TASK STATEMENT | Format the rows below as a numbered list, leaving out blank lines and omitting the pictures.

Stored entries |

──────

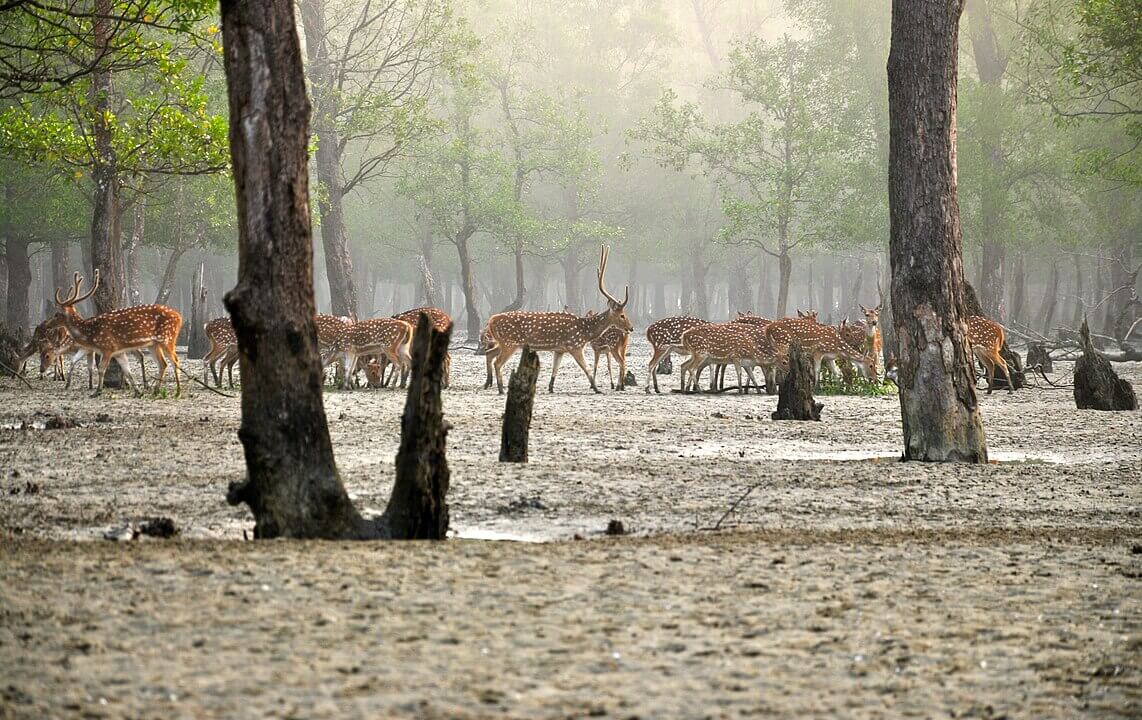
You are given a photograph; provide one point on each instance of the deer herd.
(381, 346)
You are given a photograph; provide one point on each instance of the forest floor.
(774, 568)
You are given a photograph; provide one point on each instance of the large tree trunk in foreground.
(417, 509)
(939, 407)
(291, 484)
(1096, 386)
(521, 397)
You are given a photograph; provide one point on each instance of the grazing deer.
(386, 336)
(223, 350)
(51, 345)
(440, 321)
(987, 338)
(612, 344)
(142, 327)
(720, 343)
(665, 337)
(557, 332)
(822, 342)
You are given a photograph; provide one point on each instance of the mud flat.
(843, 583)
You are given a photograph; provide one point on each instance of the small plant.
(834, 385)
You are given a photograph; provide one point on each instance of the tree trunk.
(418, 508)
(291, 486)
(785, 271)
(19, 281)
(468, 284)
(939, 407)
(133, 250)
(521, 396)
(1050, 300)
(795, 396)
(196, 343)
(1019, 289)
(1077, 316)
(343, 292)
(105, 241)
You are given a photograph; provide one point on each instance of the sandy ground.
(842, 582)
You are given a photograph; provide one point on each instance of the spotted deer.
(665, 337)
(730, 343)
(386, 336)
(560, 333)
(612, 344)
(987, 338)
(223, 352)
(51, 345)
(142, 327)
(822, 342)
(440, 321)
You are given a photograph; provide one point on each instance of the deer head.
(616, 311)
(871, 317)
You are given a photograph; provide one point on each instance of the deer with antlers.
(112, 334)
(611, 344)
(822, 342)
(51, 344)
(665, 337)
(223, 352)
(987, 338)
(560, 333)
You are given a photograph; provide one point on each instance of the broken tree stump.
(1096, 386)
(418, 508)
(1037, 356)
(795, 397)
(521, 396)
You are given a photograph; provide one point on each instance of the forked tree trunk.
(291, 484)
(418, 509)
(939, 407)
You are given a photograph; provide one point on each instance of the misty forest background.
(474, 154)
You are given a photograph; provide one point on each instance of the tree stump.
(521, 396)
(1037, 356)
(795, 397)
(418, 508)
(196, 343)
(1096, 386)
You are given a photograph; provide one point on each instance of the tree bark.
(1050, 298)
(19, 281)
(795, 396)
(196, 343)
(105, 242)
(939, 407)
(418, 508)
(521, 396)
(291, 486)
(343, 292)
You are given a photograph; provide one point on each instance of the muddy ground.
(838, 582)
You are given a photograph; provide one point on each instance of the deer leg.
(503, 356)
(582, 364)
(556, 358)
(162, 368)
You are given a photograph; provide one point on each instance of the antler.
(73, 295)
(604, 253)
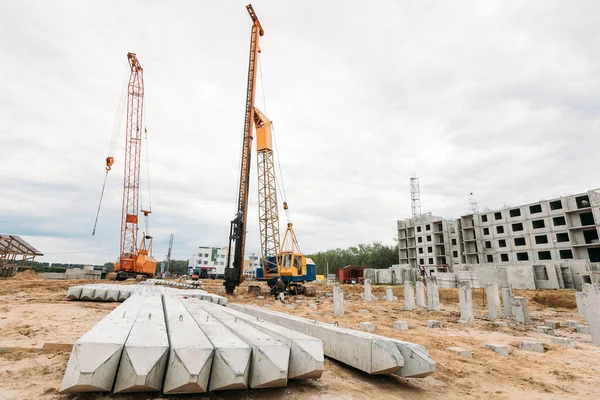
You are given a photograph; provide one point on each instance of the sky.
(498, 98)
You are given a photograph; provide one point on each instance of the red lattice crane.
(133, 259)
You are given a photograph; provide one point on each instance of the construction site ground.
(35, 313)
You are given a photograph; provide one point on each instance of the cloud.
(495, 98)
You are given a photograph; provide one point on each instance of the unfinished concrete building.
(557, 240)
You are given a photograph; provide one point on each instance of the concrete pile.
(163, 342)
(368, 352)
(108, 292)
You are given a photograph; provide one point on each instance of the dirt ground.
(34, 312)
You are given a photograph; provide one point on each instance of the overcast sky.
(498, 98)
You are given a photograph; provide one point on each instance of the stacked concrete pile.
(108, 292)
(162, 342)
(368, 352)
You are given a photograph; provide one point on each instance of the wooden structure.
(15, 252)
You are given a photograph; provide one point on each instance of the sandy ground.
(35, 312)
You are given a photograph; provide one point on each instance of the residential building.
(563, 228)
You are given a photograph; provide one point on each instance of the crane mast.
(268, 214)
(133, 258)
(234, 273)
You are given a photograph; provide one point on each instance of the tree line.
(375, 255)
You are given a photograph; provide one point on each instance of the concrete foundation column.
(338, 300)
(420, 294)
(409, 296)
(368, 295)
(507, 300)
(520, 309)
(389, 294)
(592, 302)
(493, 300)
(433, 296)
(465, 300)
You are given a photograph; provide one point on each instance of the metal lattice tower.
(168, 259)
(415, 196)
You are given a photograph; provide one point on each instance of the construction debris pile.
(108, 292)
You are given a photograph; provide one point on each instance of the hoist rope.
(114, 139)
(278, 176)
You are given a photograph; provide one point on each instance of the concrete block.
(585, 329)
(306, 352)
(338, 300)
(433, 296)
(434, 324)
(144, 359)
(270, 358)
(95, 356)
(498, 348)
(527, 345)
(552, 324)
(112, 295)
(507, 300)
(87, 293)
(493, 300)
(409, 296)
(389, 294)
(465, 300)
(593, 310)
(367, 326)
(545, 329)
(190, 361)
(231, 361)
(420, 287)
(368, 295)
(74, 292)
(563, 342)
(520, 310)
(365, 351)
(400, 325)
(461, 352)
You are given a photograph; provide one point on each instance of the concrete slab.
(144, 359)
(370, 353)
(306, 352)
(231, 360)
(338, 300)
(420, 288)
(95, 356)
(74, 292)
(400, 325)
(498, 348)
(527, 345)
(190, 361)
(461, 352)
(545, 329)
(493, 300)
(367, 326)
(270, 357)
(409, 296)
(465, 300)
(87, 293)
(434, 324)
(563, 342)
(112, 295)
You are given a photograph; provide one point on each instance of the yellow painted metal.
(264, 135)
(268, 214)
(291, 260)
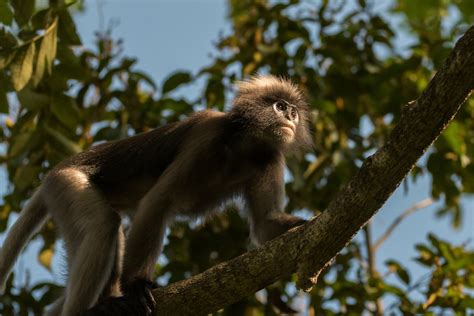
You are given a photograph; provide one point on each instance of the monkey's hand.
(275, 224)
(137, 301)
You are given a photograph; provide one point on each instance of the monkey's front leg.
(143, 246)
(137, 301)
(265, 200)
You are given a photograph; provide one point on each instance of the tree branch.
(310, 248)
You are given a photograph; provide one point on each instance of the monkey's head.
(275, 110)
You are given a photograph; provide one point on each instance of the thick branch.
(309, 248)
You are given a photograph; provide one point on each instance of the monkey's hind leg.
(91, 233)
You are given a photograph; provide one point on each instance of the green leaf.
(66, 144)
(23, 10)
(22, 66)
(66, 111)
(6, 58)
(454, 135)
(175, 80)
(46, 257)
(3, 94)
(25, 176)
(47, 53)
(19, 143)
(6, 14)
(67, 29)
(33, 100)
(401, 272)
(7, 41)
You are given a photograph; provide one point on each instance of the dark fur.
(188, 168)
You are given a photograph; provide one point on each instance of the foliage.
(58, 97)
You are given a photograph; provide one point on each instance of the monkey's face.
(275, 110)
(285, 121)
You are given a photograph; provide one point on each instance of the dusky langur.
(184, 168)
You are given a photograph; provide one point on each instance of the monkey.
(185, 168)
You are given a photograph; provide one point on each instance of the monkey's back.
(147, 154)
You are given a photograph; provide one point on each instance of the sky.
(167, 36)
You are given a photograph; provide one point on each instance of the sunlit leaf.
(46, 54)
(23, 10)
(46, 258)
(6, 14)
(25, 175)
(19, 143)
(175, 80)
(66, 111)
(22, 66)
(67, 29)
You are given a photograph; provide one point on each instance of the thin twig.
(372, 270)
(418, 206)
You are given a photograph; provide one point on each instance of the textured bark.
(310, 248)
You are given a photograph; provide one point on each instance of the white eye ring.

──────

EXERCISE ANSWER |
1. You are given a photograph; provide one point on each instance of the deer herd.
2. (381, 346)
3. You are given a photograph; provide one point on each instance of the forest floor.
4. (774, 568)
5. You are given a photograph; provide one point on each instance of the large tree trunk in foreground.
6. (417, 509)
7. (939, 407)
8. (291, 484)
9. (1096, 386)
10. (521, 397)
11. You are given a photograph; provide one point on each instance of the grazing deer.
12. (386, 336)
13. (223, 350)
14. (51, 345)
15. (440, 321)
16. (987, 338)
17. (612, 344)
18. (142, 327)
19. (720, 343)
20. (665, 337)
21. (557, 332)
22. (822, 342)
23. You are given a photograph; provide one point on each instance of the mud flat.
24. (843, 583)
25. You are given a photograph; provide one point on each instance of the small plant.
26. (834, 385)
27. You are given a photograph; provide one point on each instance of the tree trunk.
28. (418, 508)
29. (291, 486)
30. (785, 271)
31. (19, 281)
32. (468, 284)
33. (939, 407)
34. (133, 250)
35. (521, 396)
36. (1050, 300)
37. (795, 396)
38. (196, 343)
39. (1019, 289)
40. (1077, 316)
41. (343, 292)
42. (105, 241)
43. You are given a photograph; provide one point on each instance of the sandy ground.
44. (842, 582)
45. You are given a photograph; provide one point on each instance of the spotted deer.
46. (665, 337)
47. (730, 343)
48. (386, 336)
49. (560, 333)
50. (612, 344)
51. (987, 338)
52. (223, 352)
53. (51, 345)
54. (142, 327)
55. (822, 342)
56. (440, 321)
57. You are given a photograph; provide one point on each instance of the deer head.
58. (616, 311)
59. (871, 317)
60. You are given a photograph; provide one point on each instance of the deer with antlers.
61. (112, 334)
62. (611, 344)
63. (822, 342)
64. (51, 344)
65. (665, 337)
66. (223, 352)
67. (987, 338)
68. (560, 333)
69. You are given a photograph; provide one point on each instance of the broken tree stump.
70. (1096, 386)
71. (418, 508)
72. (1037, 356)
73. (795, 397)
74. (521, 396)
75. You are given a photograph; provide one point on each instance of the forked tree trunk.
76. (291, 484)
77. (418, 509)
78. (939, 407)
79. You are given a photograph; provide one point on each instance of the misty forest background.
80. (474, 154)
81. You are given a photograph; provide one point on each instance of the tree stump.
82. (521, 396)
83. (1037, 356)
84. (795, 397)
85. (418, 508)
86. (196, 343)
87. (1096, 386)
88. You are given a photograph; provide one point on each instance of the tree bark.
89. (1050, 298)
90. (19, 281)
91. (795, 396)
92. (196, 343)
93. (105, 242)
94. (939, 407)
95. (418, 508)
96. (521, 396)
97. (291, 486)
98. (343, 292)
99. You are given a photograph; provide one point on each instance of the muddy ground.
100. (838, 582)
101. You are given a photograph; provide one point on each instance of the deer leg.
102. (503, 356)
103. (582, 364)
104. (556, 358)
105. (162, 368)
106. You are given a photograph; provide one point on each instance of the antler.
107. (73, 295)
108. (604, 253)
109. You are given a photograph; provide one point on each instance of the sky.
110. (498, 98)
111. You are given a photograph; provide one point on each instance of the red lattice crane.
112. (133, 259)
113. You are given a photograph; provide one point on each instance of the construction site ground.
114. (35, 313)
115. You are given a photograph; provide one point on each instance of the cloud.
116. (495, 98)
117. You are given a photograph; provide one point on each instance of the unfinished concrete building.
118. (557, 240)
119. You are given a photograph; provide one point on each instance of the concrete pile.
120. (163, 342)
121. (368, 352)
122. (108, 292)
123. You are given a photograph; provide one point on each instance of the dirt ground.
124. (34, 312)
125. You are given a photograph; provide one point on each instance of the overcast sky.
126. (498, 98)
127. You are given a photograph; provide one point on each instance of the stacked concrete pile.
128. (108, 292)
129. (162, 342)
130. (368, 352)
131. You are given a photograph; provide one point on each instance of the wooden structure.
132. (15, 252)
133. You are given a photograph; provide one point on each instance of the sandy ground.
134. (35, 312)
135. You are given a photograph; provide one point on each instance of the residential building.
136. (563, 228)
137. You are given a photograph; provide one point on each instance of the crane mast.
138. (268, 214)
139. (133, 258)
140. (234, 273)
141. You are given a photograph; provide one point on each instance of the tree line.
142. (375, 255)
143. You are given a photograph; provide one point on each instance of the concrete foundation column.
144. (338, 300)
145. (420, 294)
146. (409, 296)
147. (368, 295)
148. (507, 300)
149. (520, 309)
150. (389, 294)
151. (592, 302)
152. (493, 300)
153. (433, 296)
154. (465, 300)
155. You are given a photograph; provide one point on each instance of the metal lattice tower.
156. (168, 259)
157. (415, 196)
158. You are given a photograph; provide one point on each instance of the construction debris pile.
159. (108, 292)
160. You are given a photograph; provide one point on each instance of the hoist rope.
161. (114, 139)
162. (278, 176)
163. You are given a photograph; provide one point on each instance of the concrete block.
164. (585, 329)
165. (306, 352)
166. (338, 300)
167. (433, 296)
168. (434, 324)
169. (144, 359)
170. (270, 358)
171. (95, 356)
172. (498, 348)
173. (527, 345)
174. (552, 324)
175. (112, 295)
176. (507, 300)
177. (87, 293)
178. (493, 300)
179. (409, 296)
180. (389, 294)
181. (465, 300)
182. (593, 310)
183. (367, 326)
184. (545, 329)
185. (190, 361)
186. (231, 361)
187. (420, 287)
188. (368, 295)
189. (74, 292)
190. (563, 342)
191. (520, 310)
192. (365, 351)
193. (400, 325)
194. (461, 352)
195. You are given a photograph; provide one point on each instance of the concrete slab.
196. (144, 359)
197. (370, 353)
198. (306, 352)
199. (231, 360)
200. (338, 300)
201. (420, 288)
202. (95, 356)
203. (74, 292)
204. (400, 325)
205. (498, 348)
206. (527, 345)
207. (190, 361)
208. (461, 352)
209. (545, 329)
210. (493, 300)
211. (367, 326)
212. (270, 357)
213. (409, 296)
214. (465, 300)
215. (87, 293)
216. (434, 324)
217. (563, 342)
218. (112, 295)
219. You are given a photograph; provide one point on each instance of the yellow painted metal.
220. (264, 135)
221. (268, 214)
222. (291, 260)
223. You are given a photograph; provide one point on each instance of the monkey's hand.
224. (275, 224)
225. (137, 301)
226. You are given a photograph; provide one point on each instance of the monkey's front leg.
227. (143, 246)
228. (137, 301)
229. (265, 200)
230. You are given a photograph; provide one point on each instance of the tree branch.
231. (310, 248)
232. You are given a photograph; provide one point on each instance of the monkey's head.
233. (275, 110)
234. You are given a photograph; provide one point on each instance of the thick branch.
235. (309, 248)
236. You are given a photograph; provide one point on each instance of the monkey's hind leg.
237. (91, 233)
238. You are given a photograph; provide one point on each instance of the green leaf.
239. (66, 144)
240. (23, 10)
241. (22, 66)
242. (66, 111)
243. (6, 58)
244. (454, 135)
245. (175, 80)
246. (46, 257)
247. (3, 94)
248. (25, 176)
249. (47, 53)
250. (19, 143)
251. (6, 14)
252. (67, 29)
253. (33, 100)
254. (401, 272)
255. (7, 41)
256. You are given a photograph; provide one point on each instance of the dark fur.
257. (188, 168)
258. You are given a photograph; provide one point on each instance of the foliage.
259. (58, 97)
260. You are given a photograph; provide one point on each instance of the monkey's face.
261. (275, 110)
262. (285, 121)
263. You are given a photograph; provide one point on each instance of the dusky langur.
264. (184, 168)
265. You are given a photograph; provide one point on each instance of the monkey.
266. (185, 168)
267. You are given a photograph; provide one point on each instance of the monkey's back.
268. (147, 154)
269. You are given a photograph; provide one point on each instance of the sky.
270. (167, 36)
271. You are given a photograph; provide one point on each instance of the sunlit leaf.
272. (46, 54)
273. (23, 10)
274. (46, 258)
275. (6, 14)
276. (25, 175)
277. (19, 143)
278. (175, 80)
279. (66, 111)
280. (22, 66)
281. (67, 29)
282. You are given a photograph; provide one point on each instance of the thin twig.
283. (372, 270)
284. (418, 206)
285. You are given a photograph; provide one point on each instance of the textured bark.
286. (310, 248)
287. You are given a photograph; provide one point on each instance of the white eye ring.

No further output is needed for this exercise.